**Selected passage**
My thoughts: Flying Tips for Flightless Birds is a lovely coming of age story set in rural Ireland. The book is narrated by Finch, but you also get blog post from Birdie, which give a bit more insight into how she's seeing the world differently from her brother. Finch lives and breathes the circus school, it's his favourite place to be. This is partly because the twins are very much odd ones out at their school, wearing flamboyant clothing and generally attracting the attention of the class bullies. The circus is his safe haven, and he can't imagine not having it in his life. Due to past events (which are eventually revealed, but not for a while), Finch doesn't really trust other people very much, and I liked how that really emphasised how much trust he puts in Birdie when they're on the trapeze. It also means that he's very reluctant to let Hector hang out with them, despite Birdie wanting to make friends.

Then a few chapters in, Birdie has her accident, and suddenly Finch has to figure out who he is when he isn't half of Birdie-and-Finch. So much of his life has revolved around his twin, and now there are huge questions that make it seem like maybe she wasn't always as open and honest with him as he thought. I loved the focus on the twins' relationship in this book. Finch really struggles in a lot of ways without her, and at times it made him a not very likeable character, but even so, I felt like that was very realistic: his actions made sense given his past experiences and current uncertainty. Even when I was a bit frustrated and annoyed with him and the choices he was making, I hoped he would figure things out.

I also liked the fact that while Finch is gay, and that's a fairly central thing, it's not a book about him coming to terms with his sexuality. I'm sure you'll be pleased to hear that there's a romantic plotline, too, but again it's a subplot, not a main focus of the story.

Flying Tips for Flightless Birds was a really fun book to read. It tackles some deeper topics, and in my opinion does them well, but overall it was a happy book which made me smile a lot. It's a great portrayal of life in a small town, where everybody knows you and you've all been at the same school together since you were five, which is absolutely something I could relate to. If you're looking for an entertaining, uplifting coming of age story with memorable characters, Flying Tips for Flightless Birds is definitely it. I'm giving it 8 out of 10.

Monday, May 28, 2018

Book Review: Eat, Drink, Run. by Bryony Gordon


Title: Eat, Drink, Run.
Author: Bryony Gordon
Publication date: 31st May 2018
Publisher: Headline
Genre: Non-Fiction, Memoir
Source: Review copy from publisher

Description: Bryony Gordon was not a runner. A loafer, a dawdler, a drinker, a smoker, yes. A runner, no. But, as she recovered from the emotional rollercoaster of opening up her life in her mental health memoir MAD GIRL, she realised that there were things that might actually help her: getting outside, moving her body and talking to others who found life occasionally challenging. As she ran, she started to shake off the limitations that had always held her back and she saw she had actually imposed them on herself. Why couldn't she be a runner?

**Exercise 1**
Reproduce the book review excerpt word for word, starting with "Author: Bryony Gordon" and going on through "be a runner?".
**Exercise 2**
Take the book review excerpt further, writing on from its last sentence.

**Dataset excerpt**
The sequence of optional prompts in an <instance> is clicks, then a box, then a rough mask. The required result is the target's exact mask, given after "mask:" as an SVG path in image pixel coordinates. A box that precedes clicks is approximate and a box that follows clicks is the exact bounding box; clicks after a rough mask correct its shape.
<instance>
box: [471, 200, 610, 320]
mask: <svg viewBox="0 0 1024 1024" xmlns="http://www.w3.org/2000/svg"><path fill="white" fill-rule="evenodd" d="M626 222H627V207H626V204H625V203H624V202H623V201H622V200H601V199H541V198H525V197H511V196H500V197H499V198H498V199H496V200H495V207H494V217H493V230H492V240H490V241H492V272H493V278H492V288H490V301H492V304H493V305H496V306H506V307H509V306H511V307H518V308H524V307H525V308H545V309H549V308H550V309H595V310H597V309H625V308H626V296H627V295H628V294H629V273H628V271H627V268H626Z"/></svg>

**Answer space 1**
Author: Bryony Gordon
Publication date: 31st May 2018
Publisher: Headline
Genre: Non-Fiction, Memoir
Source: Review copy from publisher

Description: Bryony Gordon was not a runner. A loafer, a dawdler, a drinker, a smoker, yes. A runner, no. But, as she recovered from the emotional rollercoaster of opening up her life in her mental health memoir MAD GIRL, she realised that there were things that might actually help her: getting outside, moving her body and talking to others who found life occasionally challenging. As she ran, she started to shake off the limitations that had always held her back and she saw she had actually imposed them on herself. Why couldn't she be a runner?

**Answer space 2**
In April 2017, Bryony Gordon ran all 26.2 miles of the London Marathon. In Eat, Drink, Run., we join her as she trains for this daunting task and rises to the challenge one step at the time. Of course, on top of the aching muscles and blistered feet, there's also the small matter of getting a certain royal to open up about his mental health. Through it all, Bryony shows us that extraordinary things can happen to everyone, no matter what life throws our way.

My thoughts: I read Mad Girl, Bryony Gordon's previous book, in the autumn. To say I enjoyed it is not quite the right sentiment; it's mostly not a happy book, as it documents Bryony's life living with OCD and the frequent lows that the condition brought her to. It was a very moving book that had a lot of effect on me, though, so I was very interested to see what direction her next book would take. While I enjoyed Eat, Drink, Run., it's a very different book to Mad Girl. The book begins by setting up how she decided to run the London Marathon in the first place. It talks a bit about her OCD and how that led to her setting up a support group, beginning to write a lot more about her mental health in her Telegraph column and working on writing Mad Girl itself. She's invited to an event about mental health hosted by Price William, Princess Catherine and Prince Harry, where one thing leads to another and she tells them she'll run the marathon.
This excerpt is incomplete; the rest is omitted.